┌─ Task data

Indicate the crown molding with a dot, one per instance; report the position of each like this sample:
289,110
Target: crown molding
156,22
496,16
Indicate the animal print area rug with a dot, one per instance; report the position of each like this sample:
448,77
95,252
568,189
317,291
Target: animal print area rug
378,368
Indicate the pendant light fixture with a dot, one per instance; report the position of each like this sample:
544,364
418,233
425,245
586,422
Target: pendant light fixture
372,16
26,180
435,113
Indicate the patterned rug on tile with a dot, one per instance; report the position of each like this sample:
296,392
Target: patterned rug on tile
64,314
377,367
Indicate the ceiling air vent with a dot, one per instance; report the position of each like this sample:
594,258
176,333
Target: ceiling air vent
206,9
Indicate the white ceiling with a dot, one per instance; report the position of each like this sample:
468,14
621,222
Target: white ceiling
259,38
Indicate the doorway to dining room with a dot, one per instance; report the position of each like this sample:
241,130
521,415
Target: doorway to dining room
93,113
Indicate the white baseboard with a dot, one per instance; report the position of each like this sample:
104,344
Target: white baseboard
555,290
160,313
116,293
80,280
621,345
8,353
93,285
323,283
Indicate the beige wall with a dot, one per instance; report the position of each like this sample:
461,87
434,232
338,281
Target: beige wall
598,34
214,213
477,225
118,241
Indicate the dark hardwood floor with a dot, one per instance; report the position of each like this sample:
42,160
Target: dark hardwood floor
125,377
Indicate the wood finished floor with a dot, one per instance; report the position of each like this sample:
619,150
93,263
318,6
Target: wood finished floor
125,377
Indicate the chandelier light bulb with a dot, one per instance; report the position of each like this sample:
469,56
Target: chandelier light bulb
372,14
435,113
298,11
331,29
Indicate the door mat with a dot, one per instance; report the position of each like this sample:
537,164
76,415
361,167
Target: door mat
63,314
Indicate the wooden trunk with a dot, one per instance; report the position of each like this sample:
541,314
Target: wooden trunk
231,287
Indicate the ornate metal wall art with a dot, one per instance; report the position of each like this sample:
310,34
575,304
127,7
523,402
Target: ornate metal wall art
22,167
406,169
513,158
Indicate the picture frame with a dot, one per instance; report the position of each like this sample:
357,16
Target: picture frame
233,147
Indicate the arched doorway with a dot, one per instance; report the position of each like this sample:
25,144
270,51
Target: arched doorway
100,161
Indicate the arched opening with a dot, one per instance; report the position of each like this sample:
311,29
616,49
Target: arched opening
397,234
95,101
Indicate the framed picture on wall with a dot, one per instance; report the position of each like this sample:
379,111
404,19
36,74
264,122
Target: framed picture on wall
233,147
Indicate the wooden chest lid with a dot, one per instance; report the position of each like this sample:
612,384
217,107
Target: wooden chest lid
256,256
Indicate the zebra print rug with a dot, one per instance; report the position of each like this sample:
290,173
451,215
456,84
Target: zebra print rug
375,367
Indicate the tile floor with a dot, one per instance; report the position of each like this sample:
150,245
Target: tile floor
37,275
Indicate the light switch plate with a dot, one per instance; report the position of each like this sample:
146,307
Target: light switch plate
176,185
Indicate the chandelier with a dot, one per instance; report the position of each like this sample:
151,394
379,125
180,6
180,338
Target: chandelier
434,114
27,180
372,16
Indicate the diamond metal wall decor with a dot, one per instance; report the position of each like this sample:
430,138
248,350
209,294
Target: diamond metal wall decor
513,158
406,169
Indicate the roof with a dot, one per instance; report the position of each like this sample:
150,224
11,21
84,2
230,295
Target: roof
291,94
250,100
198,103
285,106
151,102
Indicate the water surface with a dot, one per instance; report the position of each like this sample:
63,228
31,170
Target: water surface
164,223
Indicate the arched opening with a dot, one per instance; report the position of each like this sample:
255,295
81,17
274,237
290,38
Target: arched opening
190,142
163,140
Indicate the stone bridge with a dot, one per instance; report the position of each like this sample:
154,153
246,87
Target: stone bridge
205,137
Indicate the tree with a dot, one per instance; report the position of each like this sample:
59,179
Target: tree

└─

Exercise requirements → Please copy out all of the records above with "one per instance" swapped for "one for each instance", keeping every other word unchanged.

Solution for this task →
Indicate the crown molding with a dot, one for each instance; report the position of each like this sample:
289,110
Target: crown molding
156,22
496,16
Indicate the animal print area rug with a dot, one for each instance; report the position of each like this sample:
448,77
95,252
568,189
317,291
Target: animal print area rug
378,368
Indicate the pendant light fixture with a dot, one for each instance; report the position of each like this sample:
544,364
418,233
425,245
586,422
Target: pendant light fixture
372,16
26,180
435,113
Indicate the patterned rug on tile with a dot, one for each instance; report the position of each like this sample:
296,392
Target: patterned rug on tile
64,314
377,367
Indicate the ceiling air vent with a dot, one for each instance; report the position of each like this sample:
594,258
176,333
Target: ceiling air vent
206,9
Indicate the white ceiling with a dot, one for each instance; report the position of each like this sample:
468,14
621,222
Target: white ceiling
259,38
Indicate the doorway to dining room with a dot, one for each instance; report the position of each like this sample:
241,130
521,415
Target: doorway to dining room
93,113
Indicate the white baseboard with a dot, one for each instance; report the position of each like this sample:
104,344
Target: white baseboard
555,290
160,313
116,293
80,280
621,345
8,353
93,285
323,283
Indicate the beige wall with a dot, one for each instance; report the position of each like this sample:
461,87
434,232
338,281
Target: beige wall
598,34
214,213
477,225
118,241
Indicate the dark hardwood floor with a dot, one for each instance; report the position of each like this sample:
42,160
Target: dark hardwood floor
125,377
Indicate the wood finished floor with a dot, one for each instance; report the position of each like this sample:
619,150
93,263
318,6
Target: wood finished floor
125,377
Indicate the chandelier light bulb with a dot, one for each instance; report the position of each like this sample:
469,56
Target: chandelier light bulb
372,14
435,113
298,11
331,29
Indicate the door mat with a dot, one for each instance; report the position of each like this sample:
537,164
76,415
361,167
Target: door mat
63,314
Indicate the wooden trunk with a dot, one for each instance; report the position of each like this sample:
541,314
Target: wooden trunk
231,287
Indicate the ornate metal wall art with a dot, one for each instance; report the position of each like this sample:
310,34
575,304
127,7
523,402
Target: ornate metal wall art
22,167
406,169
513,158
Indicate the picture frame with a dot, one for each instance; report the position of each like this sample:
357,16
Target: picture frame
233,147
Indicate the arched doorway with a dot, one for each instance; report the position of each like this sample:
25,144
270,51
Target: arched doorway
100,161
Indicate the arched opening with a dot, one for each instance; report the position of each like this sample:
311,29
616,49
Target: arched opening
397,234
95,101
Indicate the framed picture on wall with a dot, one for each instance; report the position of each like this sample:
379,111
404,19
36,74
264,122
Target: framed picture on wall
233,147
Indicate the wooden chest lid with a dot, one for each instance; report the position of each like this sample:
612,384
217,107
Target: wooden chest lid
256,256
Indicate the zebra print rug with a dot, one for each instance; report the position of each like this sample:
290,173
451,215
456,84
Target: zebra print rug
375,367
Indicate the tile floor with a dot, one for each instance; report the position of each like this sample:
150,245
Target: tile floor
37,275
Indicate the light switch plate with a dot, one for each instance; report the position of each like this sample:
146,307
Target: light switch plate
176,185
Indicate the chandelier with a dot, one for each instance; report the position of each like this sample:
151,394
379,125
180,6
180,338
Target: chandelier
434,114
27,180
372,16
Indicate the diamond metal wall decor with a dot, one for each instance; report the position of each like this sample:
430,138
248,350
209,294
Target: diamond metal wall decor
513,158
406,169
Indicate the roof with a dot, one for each instance; report the position of each like this sample:
150,224
11,21
84,2
230,295
Target: roof
291,94
250,100
198,103
285,106
151,102
Indicate the water surface with a dot, one for each instance; report the position of each like this sample:
63,228
31,170
Target: water surface
164,223
Indicate the arched opening with a dot, one for each instance; report the position of each like this sample:
255,295
81,17
274,237
290,38
Target: arched opening
190,142
163,140
Indicate the stone bridge with a dot, one for each instance; report the position of each like this sample:
154,153
246,87
Target: stone bridge
205,137
Indicate the tree with a dot, one for each instance; report the position of each like this sample:
59,179
Target: tree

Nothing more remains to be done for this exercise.